REQUIRED ACTIONS:
1. Using the Tucker Wayne section below, decide whether each statement agrees with it. Answer yes or no for each, and quote the words that settle it.
(a) Tucker Wayne and Kane first appeared in a short story called "Tracker."
(b) Tucker Wayne and Kane are a formal part of Sigma Force.
(c) Rollins co-writes this series with Grant Blackwood.
2. In one to three sentences, explain why the Tucker Wayne section below says Tucker is not the expected hard-ass soldier.
3. Answer these questions from the Tucker Wayne section below.
(a) In which book's paperback edition was "Tracker" included?
(b) To which country does the quest in The Kill Switch take Tucker and Kane?
(c) What is the title of the next Tucker Wayne story?
# Start of TEXT SECTION
Bone Labyrinth is planned for later this year.
Tucker Wayne
Former soldier Tucker Wayne, and his military dog, Kane, is now the star of their own spin-off series from Sigma Force. They were first introduced in a short story, “Tracker” (included in the paperback edition of The Devil Colony). While not a formal part of Sigma Force, they are sometimes given assignments from them.
Their first “solo” novel is The Kill Switch. In Russia to protect a rich industrialist from possible assassination, they are soon asked by Sigma Force to get a Russian scientist out. He has made a dangerous discovery that ties in with early life on Earth. They are pursued by a mad Russian general who hopes to use this discovery to destroy America. They quest takes them to South Africa and a discovery made during the Boer War.
This is an interesting series. Tucker is not your expected hard-ass soldier. He has suffered from his experiences in the Iraq War. He can be very deadly, but would like to avoid doing so. I am not aware of any other action hero using a military dog, and Rollins uses his experiences as a veterinarian to make Kane come alive. I look forward to their next story, The War Hawk.
This is another series that Rollins is co-writing with another, this one with Grant Blackwood. He’s co-authored or ghost written (not always clear which) several other works, including the first three of Cussler’s Fargo series. Its sometimes unclear with some of these co-authored series to what extent the main author has contributed to the series.
Regardless, another set of interesting reading.
# End of TEXT SECTION
# Start of SOURCE MATERIAL
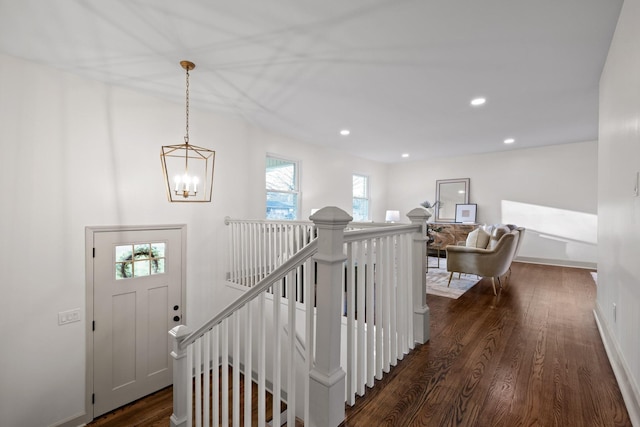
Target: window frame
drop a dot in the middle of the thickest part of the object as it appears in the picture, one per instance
# End of SOURCE MATERIAL
ANSWERS IN ORDER:
1.
(a) Yes: "They were first introduced in a short story, “Tracker”"
(b) No: "While not a formal part of Sigma Force, they are sometimes given assignments from them."
(c) Yes: "this one with Grant Blackwood."

2. Tucker has suffered from his experiences in the Iraq War. Although he can be very deadly, he would like to avoid being so.

3.
(a) The Devil Colony
(b) South Africa
(c) The War Hawk